Prompt:
Go through the entries and transcribe each one exactly, dropping the pictures.

==================================================

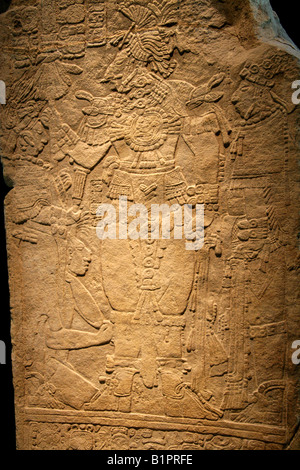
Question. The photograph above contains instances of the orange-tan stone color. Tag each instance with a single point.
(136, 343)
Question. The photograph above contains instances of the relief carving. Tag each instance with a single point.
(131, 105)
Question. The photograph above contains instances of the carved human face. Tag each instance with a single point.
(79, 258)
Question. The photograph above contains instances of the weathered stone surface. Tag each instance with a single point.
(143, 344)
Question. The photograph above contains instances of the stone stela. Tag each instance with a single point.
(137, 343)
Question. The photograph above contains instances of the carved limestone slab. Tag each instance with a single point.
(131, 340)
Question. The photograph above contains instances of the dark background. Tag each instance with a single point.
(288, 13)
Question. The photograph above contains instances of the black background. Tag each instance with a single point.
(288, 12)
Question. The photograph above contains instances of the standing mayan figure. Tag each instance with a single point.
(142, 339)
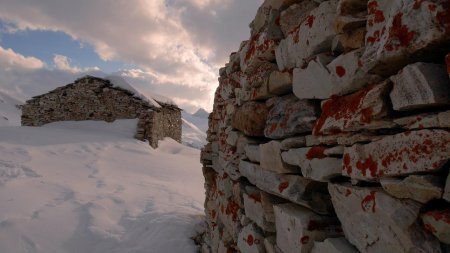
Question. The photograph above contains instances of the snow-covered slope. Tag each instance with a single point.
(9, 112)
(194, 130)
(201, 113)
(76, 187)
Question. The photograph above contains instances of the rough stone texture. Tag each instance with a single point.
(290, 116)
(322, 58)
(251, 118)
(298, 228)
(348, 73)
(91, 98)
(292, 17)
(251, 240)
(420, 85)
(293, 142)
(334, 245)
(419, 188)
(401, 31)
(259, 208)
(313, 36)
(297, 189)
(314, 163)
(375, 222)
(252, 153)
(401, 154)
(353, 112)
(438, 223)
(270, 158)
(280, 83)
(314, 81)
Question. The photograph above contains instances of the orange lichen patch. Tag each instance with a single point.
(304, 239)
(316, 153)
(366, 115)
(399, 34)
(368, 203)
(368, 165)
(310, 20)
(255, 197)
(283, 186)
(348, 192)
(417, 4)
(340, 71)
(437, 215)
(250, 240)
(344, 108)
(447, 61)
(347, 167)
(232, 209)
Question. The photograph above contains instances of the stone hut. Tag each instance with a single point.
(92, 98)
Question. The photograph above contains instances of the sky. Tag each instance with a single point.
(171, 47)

==================================================

Correct response:
Question. The photograph above contains instances of the orange-tan stone color. Tag each instance with a single point.
(136, 343)
Question. The photograph above contains instances of the relief carving. Tag each instance with a single point.
(131, 105)
Question. The photograph above contains instances of the carved human face. Tag each instance with a single point.
(79, 258)
Question. The photograph above contains instances of the weathered stone surface. Tag each instance with a single point.
(143, 344)
Question. The photograph above contains instances of the stone stela. Tag each instance with a single point.
(137, 343)
Question. The photograph above contains instances of the carved limestone slab. Tag each instance with a single point.
(131, 340)
Question. The photograph above contains instances of the dark background. Tag each instance with a single point.
(288, 13)
Question. The photograph above contains instances of the black background. Tag each instance with a single point.
(288, 12)
Question. The photograph above contains instances of the standing mayan figure. Tag each instance with a single point.
(142, 339)
Question. The photograph above contains instances of the snow-covered slope. Tag each instance with a single point.
(9, 112)
(194, 130)
(201, 113)
(76, 187)
Question. The photograph above contains instances of the rough stone texture. Tag each instance with a single point.
(290, 116)
(322, 58)
(251, 118)
(298, 228)
(348, 73)
(91, 98)
(292, 17)
(251, 240)
(420, 85)
(293, 142)
(334, 245)
(419, 188)
(401, 31)
(259, 208)
(313, 36)
(297, 189)
(314, 163)
(375, 222)
(252, 153)
(401, 154)
(353, 112)
(438, 223)
(270, 158)
(280, 83)
(314, 81)
Question. The photograph above contains instances of the orange lichen patch. Tag each instance with a single point.
(304, 239)
(316, 153)
(366, 115)
(399, 34)
(368, 203)
(368, 165)
(310, 20)
(255, 197)
(283, 186)
(348, 192)
(417, 4)
(340, 71)
(437, 215)
(250, 240)
(344, 108)
(447, 61)
(347, 167)
(232, 209)
Question. The photograph above contains instances of the stone hut. Tag each instance with a single point.
(92, 98)
Question. The photograph above contains instances of the sky. Tag each instance with a single point.
(171, 47)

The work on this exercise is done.